Do you accept cookies? 

an exhibition by Dávid Biró 

On view from 9 June until 18 September 2020 (in August only by appointment)



There are only a few things, which we can consider so exclusively our own as our faces. One of the most basic elements of our identity is our most intimate, yet most public part. We barely ever cover this surface of our body, not even in public space, and in some countries, it is considered to be a crime to cover one’s face in particular spaces. Therefore it seems like it is our duty, to always be identifiable when we enter somewhere. But how far this duty of identification extends, and where does the monitoring of people change into illegal and authoritarian surveillance?

In his newest series, Do you accept cookies? Dávid Biró carefully examines the mechanism of face-recognition systems. The exhibition could hardly be more current, as the face is beginning to take on the role of fingerprint thanks to the latest technologies. More and more people are using phones that can be unlocked by face scanning, and cameras in the public space are increasingly using face detection for crime prevention and for law enforcement reasons.

> Listed entries:
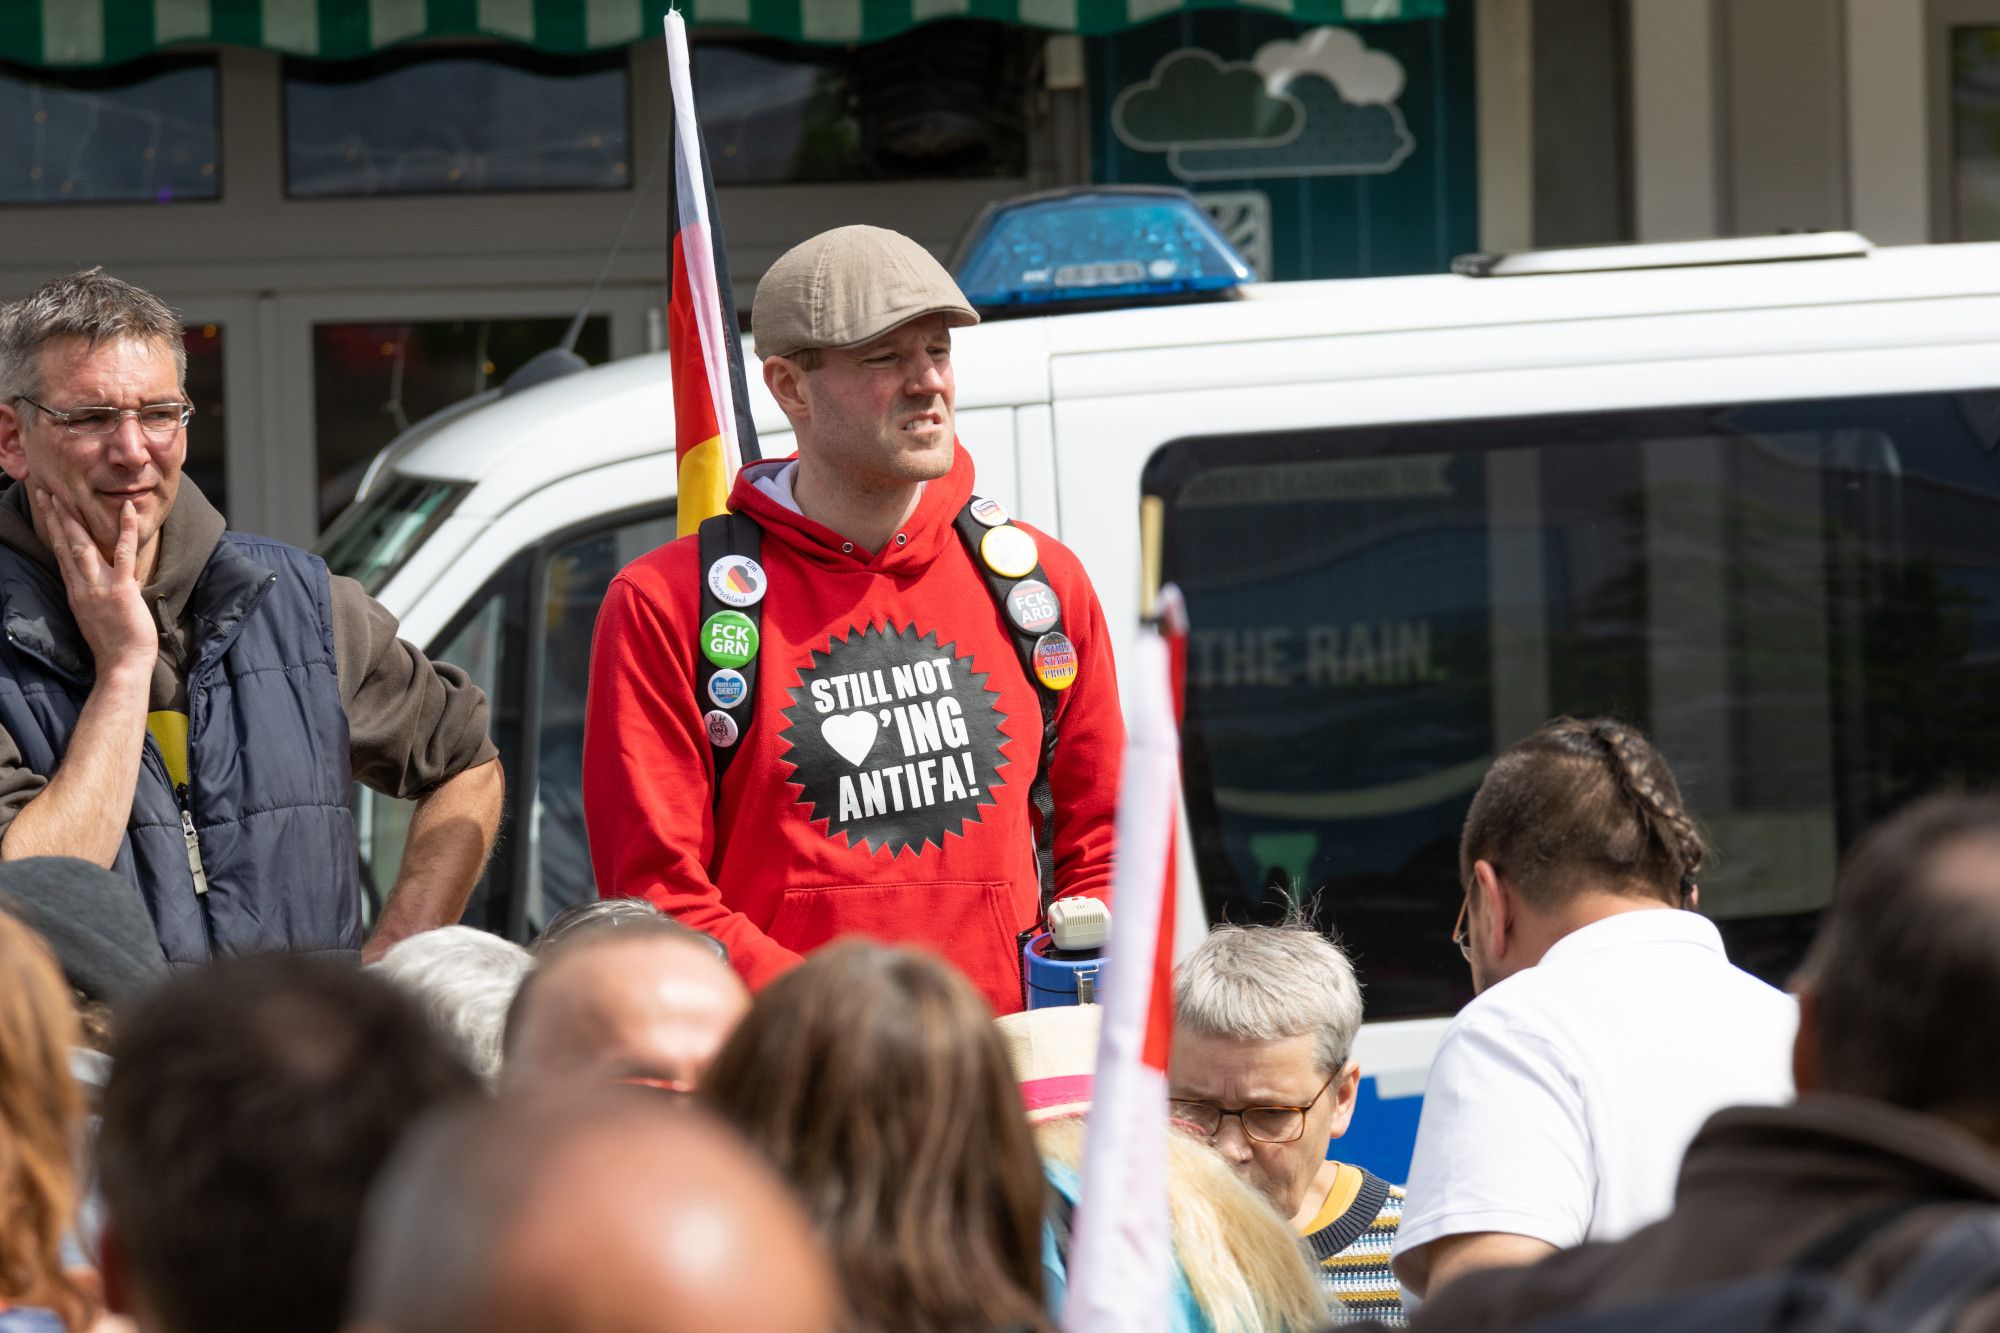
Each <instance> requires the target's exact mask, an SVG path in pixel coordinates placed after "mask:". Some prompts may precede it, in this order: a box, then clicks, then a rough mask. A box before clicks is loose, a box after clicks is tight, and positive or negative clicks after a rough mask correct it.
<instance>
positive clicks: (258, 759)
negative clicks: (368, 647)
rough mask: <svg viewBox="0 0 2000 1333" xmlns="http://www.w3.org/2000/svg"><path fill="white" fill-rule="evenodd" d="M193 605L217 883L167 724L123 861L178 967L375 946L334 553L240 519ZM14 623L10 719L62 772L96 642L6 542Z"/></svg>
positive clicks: (32, 746) (47, 584)
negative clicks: (336, 620)
mask: <svg viewBox="0 0 2000 1333" xmlns="http://www.w3.org/2000/svg"><path fill="white" fill-rule="evenodd" d="M188 608H190V612H192V620H194V636H192V638H194V640H192V642H190V656H188V662H190V664H188V791H186V807H188V813H190V815H192V821H194V829H196V839H198V845H200V853H202V869H204V873H206V881H208V891H206V893H200V895H198V893H196V885H194V873H192V869H190V867H188V843H186V833H184V829H182V819H180V813H182V803H180V799H178V797H176V793H174V787H172V781H170V779H168V775H166V763H164V761H162V759H160V751H158V747H156V745H154V743H152V739H150V737H148V739H146V753H144V757H142V763H140V773H138V793H136V795H134V799H132V817H130V821H128V823H126V837H124V845H122V847H120V849H118V859H116V861H114V863H112V869H114V871H118V873H122V875H124V877H126V879H130V881H132V883H134V885H138V889H140V893H142V895H144V897H146V909H148V911H150V913H152V925H154V931H156V933H158V935H160V949H162V951H164V953H166V959H168V961H170V963H202V961H206V959H210V957H222V955H236V953H266V951H278V949H284V951H328V949H358V947H360V943H362V919H360V895H362V891H360V863H358V859H356V839H354V811H352V809H350V805H348V801H350V769H348V717H346V711H344V709H342V707H340V677H338V673H336V669H334V622H332V590H330V584H328V574H326V562H324V560H320V558H318V556H314V554H308V552H304V550H298V548H296V546H286V544H284V542H274V540H268V538H262V536H244V534H240V532H224V534H222V540H220V542H216V550H214V552H212V554H210V556H208V564H206V566H204V568H202V574H200V578H198V580H196V584H194V594H192V598H190V602H188ZM0 632H4V638H6V642H4V644H0V727H6V731H8V735H10V737H12V739H14V745H16V747H20V755H22V761H24V763H26V765H28V767H30V769H34V771H36V773H40V775H54V773H56V765H60V763H62V755H64V753H66V751H68V745H70V735H72V733H74V731H76V719H78V715H80V713H82V707H84V699H86V697H88V695H90V681H92V664H90V648H88V646H86V644H84V640H82V634H80V632H78V628H76V620H74V618H70V606H68V600H66V598H64V594H62V584H60V582H58V580H56V578H54V576H52V574H50V572H46V570H44V568H42V566H38V564H34V562H32V560H28V558H26V556H22V554H20V552H16V550H12V548H6V546H0Z"/></svg>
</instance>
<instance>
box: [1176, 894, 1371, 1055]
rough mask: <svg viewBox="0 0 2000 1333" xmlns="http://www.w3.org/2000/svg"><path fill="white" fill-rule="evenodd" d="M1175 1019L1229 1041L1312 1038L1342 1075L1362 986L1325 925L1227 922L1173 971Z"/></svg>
mask: <svg viewBox="0 0 2000 1333" xmlns="http://www.w3.org/2000/svg"><path fill="white" fill-rule="evenodd" d="M1174 1025H1176V1027H1178V1029H1180V1031H1186V1033H1194V1035H1196V1037H1224V1039H1228V1041H1284V1039H1288V1037H1312V1059H1314V1065H1318V1069H1320V1073H1324V1075H1336V1073H1340V1069H1342V1067H1344V1065H1346V1063H1348V1055H1350V1053H1352V1051H1354V1033H1358V1031H1360V1027H1362V987H1360V983H1358V981H1356V979H1354V963H1350V961H1348V955H1346V951H1344V949H1340V945H1336V943H1332V941H1330V939H1326V937H1324V935H1320V933H1318V931H1312V929H1304V927H1292V925H1282V927H1232V925H1222V927H1216V929H1214V931H1210V935H1208V939H1204V941H1202V943H1200V945H1196V949H1194V953H1190V955H1188V959H1186V961H1184V963H1182V965H1180V969H1178V971H1176V973H1174Z"/></svg>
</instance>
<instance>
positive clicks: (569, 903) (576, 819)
mask: <svg viewBox="0 0 2000 1333" xmlns="http://www.w3.org/2000/svg"><path fill="white" fill-rule="evenodd" d="M670 540H674V512H672V508H666V510H658V508H656V510H648V512H644V514H634V516H626V518H622V520H620V522H616V524H614V526H608V528H596V530H592V532H586V534H582V536H570V538H566V540H562V542H560V544H558V546H554V548H552V550H550V552H548V560H546V562H544V566H542V614H540V618H538V626H540V632H542V642H540V654H538V664H540V673H538V685H536V715H534V807H532V815H530V819H532V821H534V825H532V831H530V835H528V839H530V851H528V863H526V867H524V869H526V873H528V885H526V907H524V927H526V935H528V937H532V935H534V933H536V931H540V929H542V927H544V925H548V919H550V917H554V915H556V913H558V911H562V909H564V907H570V905H572V903H582V901H586V899H594V897H596V881H594V879H592V873H590V845H588V841H586V837H584V691H586V689H588V685H590V636H592V632H594V630H596V624H598V606H602V604H604V592H606V588H610V582H612V576H614V574H616V572H618V570H622V568H624V566H626V564H630V562H632V560H636V558H638V556H642V554H646V552H648V550H652V548H654V546H660V544H664V542H670Z"/></svg>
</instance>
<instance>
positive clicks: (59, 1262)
mask: <svg viewBox="0 0 2000 1333" xmlns="http://www.w3.org/2000/svg"><path fill="white" fill-rule="evenodd" d="M76 1031H78V1029H76V1013H74V1011H72V1009H70V989H68V987H66V985H64V983H62V973H60V971H58V969H56V961H54V957H50V953H48V947H46V945H44V943H42V939H40V937H38V935H36V933H34V931H30V929H28V927H26V925H22V923H20V921H16V919H14V917H12V915H8V913H4V911H0V1309H4V1307H6V1305H40V1307H44V1309H50V1311H54V1313H56V1317H58V1319H62V1321H64V1325H66V1327H68V1329H70V1331H72V1333H82V1329H84V1327H86V1321H88V1317H90V1303H88V1299H86V1297H84V1293H82V1289H80V1287H78V1285H76V1283H74V1281H72V1279H70V1277H68V1273H64V1269H62V1235H64V1231H66V1229H68V1227H70V1225H72V1221H74V1211H76V1177H74V1167H72V1163H74V1159H76V1147H78V1141H76V1137H78V1131H80V1127H82V1119H84V1103H82V1095H80V1093H78V1089H76V1083H74V1079H70V1047H72V1045H74V1043H76Z"/></svg>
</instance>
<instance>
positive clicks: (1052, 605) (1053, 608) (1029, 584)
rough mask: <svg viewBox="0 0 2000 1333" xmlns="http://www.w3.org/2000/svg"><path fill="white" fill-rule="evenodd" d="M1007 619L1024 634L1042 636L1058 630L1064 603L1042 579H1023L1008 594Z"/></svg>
mask: <svg viewBox="0 0 2000 1333" xmlns="http://www.w3.org/2000/svg"><path fill="white" fill-rule="evenodd" d="M1006 618H1008V620H1012V622H1014V628H1018V630H1020V632H1022V634H1040V632H1042V630H1052V628H1056V620H1060V618H1062V602H1060V600H1058V598H1056V590H1054V588H1052V586H1048V584H1046V582H1042V580H1040V578H1022V580H1020V582H1016V584H1014V586H1012V588H1008V594H1006Z"/></svg>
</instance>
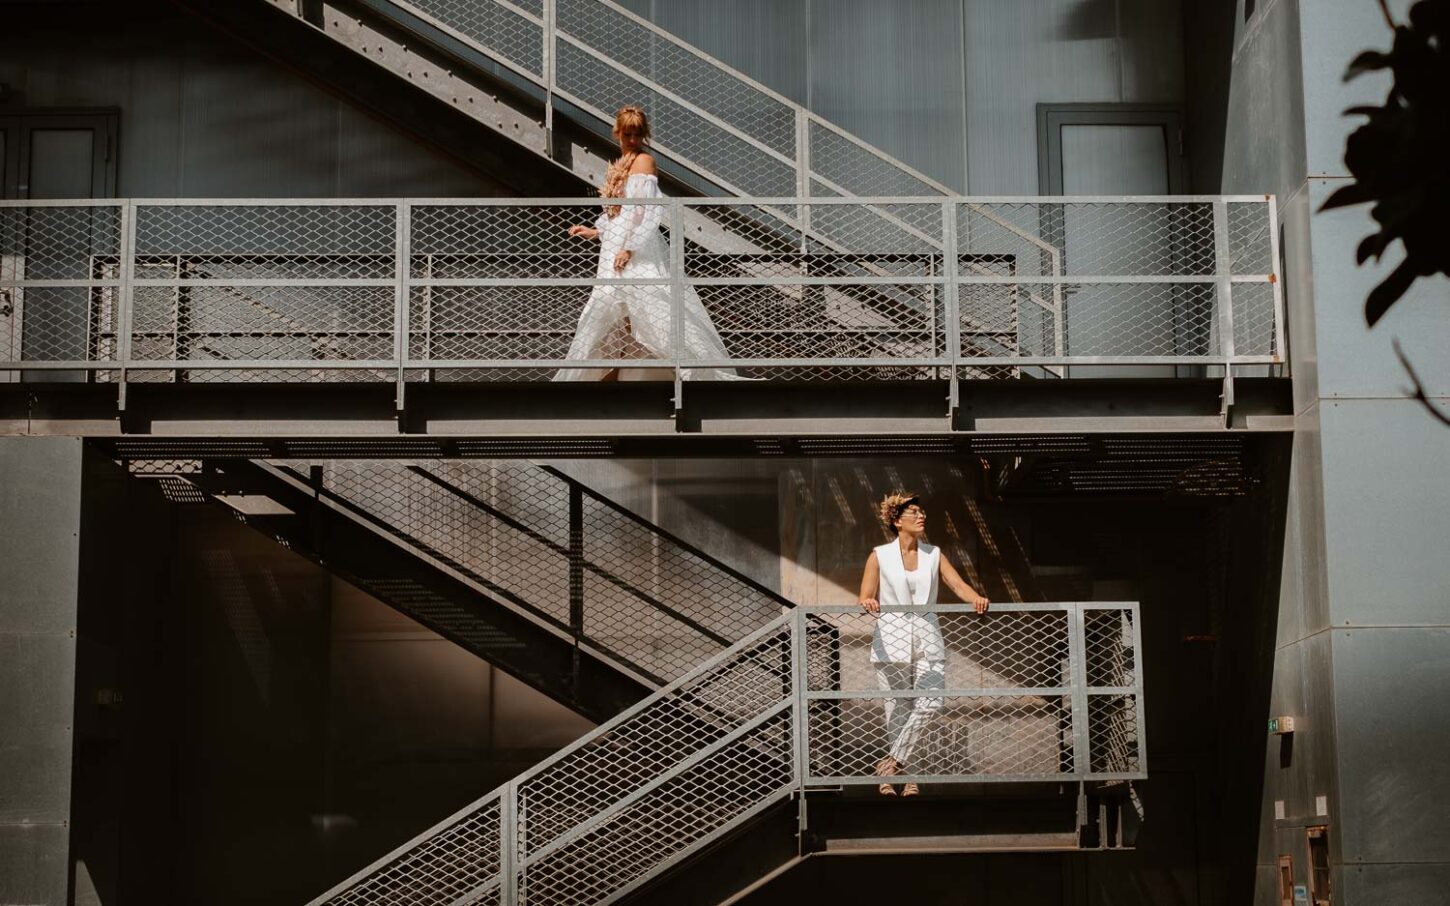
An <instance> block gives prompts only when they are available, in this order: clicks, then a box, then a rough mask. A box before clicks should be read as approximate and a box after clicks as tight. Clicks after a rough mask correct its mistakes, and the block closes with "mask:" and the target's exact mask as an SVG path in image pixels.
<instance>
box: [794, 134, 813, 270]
mask: <svg viewBox="0 0 1450 906" xmlns="http://www.w3.org/2000/svg"><path fill="white" fill-rule="evenodd" d="M796 197H798V199H800V207H799V212H798V215H799V220H800V254H802V255H805V254H806V252H808V251H809V249H808V245H806V236H808V235H809V233H811V113H809V112H808V110H806V109H805V107H796Z"/></svg>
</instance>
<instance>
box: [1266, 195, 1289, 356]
mask: <svg viewBox="0 0 1450 906" xmlns="http://www.w3.org/2000/svg"><path fill="white" fill-rule="evenodd" d="M1267 203H1269V257H1270V261H1269V284H1270V287H1272V288H1273V355H1275V357H1277V358H1279V361H1280V362H1282V364H1283V365H1288V364H1289V349H1288V345H1286V344H1285V304H1283V273H1282V270H1280V259H1279V197H1277V196H1269V197H1267ZM1285 373H1286V374H1288V371H1285Z"/></svg>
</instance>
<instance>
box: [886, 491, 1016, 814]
mask: <svg viewBox="0 0 1450 906" xmlns="http://www.w3.org/2000/svg"><path fill="white" fill-rule="evenodd" d="M877 512H879V515H880V518H882V522H883V523H885V525H886V528H887V529H890V531H893V532H896V538H895V539H892V541H887V542H886V544H883V545H882V546H879V548H876V549H874V551H871V555H870V557H867V558H866V573H864V574H863V575H861V594H860V599H858V602H857V603H860V604H861V607H863V609H864V610H866V612H867V613H874V615H877V618H876V632H874V633H873V635H871V664H873V665H874V667H876V683H877V686H879V687H880V689H882V690H885V691H903V690H941V689H945V687H947V645H945V642H944V641H942V638H941V623H940V622H938V620H937V615H935V613H934V612H914V610H912V609H914V607H931V606H934V604H935V603H937V586H938V580H940V581H944V583H947V587H948V589H951V590H953V591H956V593H957V597H960V599H961V600H963V602H964V603H969V604H973V606H974V607H976V610H977V613H986V610H987V603H989V602H987V599H986V597H983V596H982V594H979V593H977V591H976V589H973V587H971V586H969V584H967V583H966V581H964V580H963V578H961V574H960V573H957V568H956V567H953V565H951V561H950V560H947V558H945V557H942V555H941V551H940V549H938V548H937V546H934V545H929V544H927V542H925V541H922V535H925V532H927V510H925V509H924V507H922V506H921V500H918V497H916V494H906V493H899V491H898V493H893V494H887V496H886V497H885V499H882V503H880V507H879V510H877ZM882 604H886V606H887V612H886V613H882ZM941 706H942V700H941V697H916V699H912V697H898V699H893V697H887V699H886V742H887V751H886V755H885V757H883V758H882V760H880V762H879V764H877V765H876V773H877V774H879V776H882V777H890V776H893V774H900V773H902V770H903V768H905V765H906V764H908V762H909V761H911V757H912V751H914V749H915V748H916V744H918V742H919V741H921V735H922V732H925V729H927V728H928V726H931V722H932V719H935V716H937V712H940V710H941ZM879 789H880V793H882V796H895V794H896V787H893V786H892V784H890V783H883V784H880V787H879ZM916 793H919V790H918V787H916V784H915V783H908V784H906V786H905V787H902V796H915V794H916Z"/></svg>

> Exercises to complete:
A - According to the exhibition text, how can visitors see the show in August?
B - Mark each statement yes or no against the exhibition text, quoting the words that decide it: (i) In some countries it is a crime to cover one's face in particular spaces. (ii) The exhibition opens in August 2020. (iii) Cameras in public space are increasingly using face detection for crime prevention.
C - Continue the exhibition text on Dávid Biró's face-recognition series from where it stops.
The lines come from a different source than the exhibition text.

> Answer list:
A - Only by appointment.

B -
(i) Yes: "in some countries, it is considered to be a crime to cover one’s face in particular spaces"
(ii) No: "On view from 9 June until 18 September 2020"
(iii) Yes: "cameras in the public space are increasingly using face detection for crime prevention and for law enforcement reasons"

C -
For his newest series, Biró created face-imitating installations, in order to experiment on what the human eye recognises as a face, and what appears to be a face according to the algorithm of mobile cameras as well. It is an interesting, instructive experience to examine these pictures through a camera of a mobile phone. And the montage consisting of typical sentences of the Privacy Policy by great tech-enterprises gives a great insight into how personal data has become the most valuable currency of the 21st century. 

It is beyond doubt, that the time has come for us to start dealing with our personal data much more carefully. Although we can decide to delete our profile from social media platforms, and not to accept cookies on websites, we can not just simply log out from the face recognition system of public spaces.

Dávid Biró attempts to detect the blind spots of the technology of face recognition and to elude the system using various hacks. Meanwhile, he takes the ethical issue of observation and being the one who is observed into the discussion, which is unquestionably one of the most important dilemmas of our time.